### Work to be completed:
Convert the text of the items below into a numbered list, one line to each number, with blank lines dropped and the pictures left out.

++++

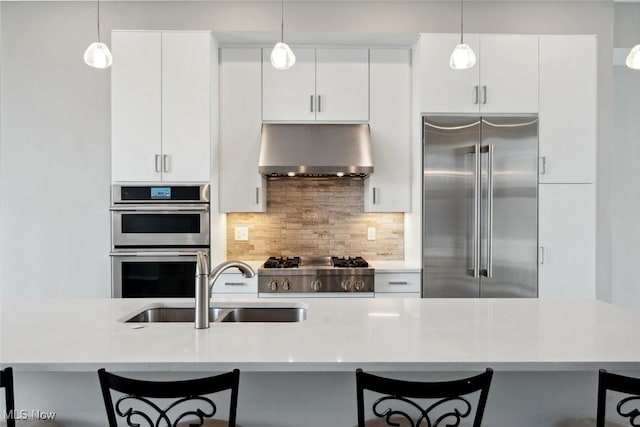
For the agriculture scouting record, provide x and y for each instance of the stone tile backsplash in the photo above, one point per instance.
(310, 217)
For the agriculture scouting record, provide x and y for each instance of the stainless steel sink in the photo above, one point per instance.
(221, 314)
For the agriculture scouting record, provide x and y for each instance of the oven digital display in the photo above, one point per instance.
(160, 193)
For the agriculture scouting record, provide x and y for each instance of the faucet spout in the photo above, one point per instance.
(205, 281)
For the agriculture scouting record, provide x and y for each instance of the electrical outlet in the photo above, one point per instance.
(242, 233)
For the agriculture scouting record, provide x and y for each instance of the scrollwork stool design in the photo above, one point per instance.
(447, 403)
(190, 404)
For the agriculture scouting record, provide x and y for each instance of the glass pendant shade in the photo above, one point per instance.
(282, 57)
(633, 59)
(98, 55)
(462, 57)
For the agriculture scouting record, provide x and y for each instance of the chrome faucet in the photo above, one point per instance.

++++

### Answer to this problem:
1. For the agriculture scouting record, provide x and y for each instance of the stone tile backsplash in the photo above, one point per instance.
2. (310, 217)
3. For the agriculture scouting record, provide x and y for each instance of the stainless steel sink in the photo above, one point per instance.
4. (221, 314)
5. For the agriculture scouting record, provide x and y for each instance of the oven digital display in the photo above, one point per instance.
6. (160, 193)
7. For the agriculture scouting record, provide x and y for each instance of the faucet spout in the photo above, one point per instance.
8. (205, 281)
9. For the agriculture scouting record, provide x and y for each instance of the electrical outlet in the photo above, one point per instance.
10. (242, 233)
11. For the agriculture scouting record, provide x and y for each instance of the scrollwork stool design in the photo above, one point per instance.
12. (447, 403)
13. (190, 404)
14. For the agriculture scouting record, provide x and y for each instance of the glass pendant shade in the photo above, one point per instance.
15. (282, 57)
16. (633, 59)
17. (98, 55)
18. (462, 57)
19. For the agriculture scouting record, provide x and y for each instance of the chrome faucet in the photo above, one point per instance.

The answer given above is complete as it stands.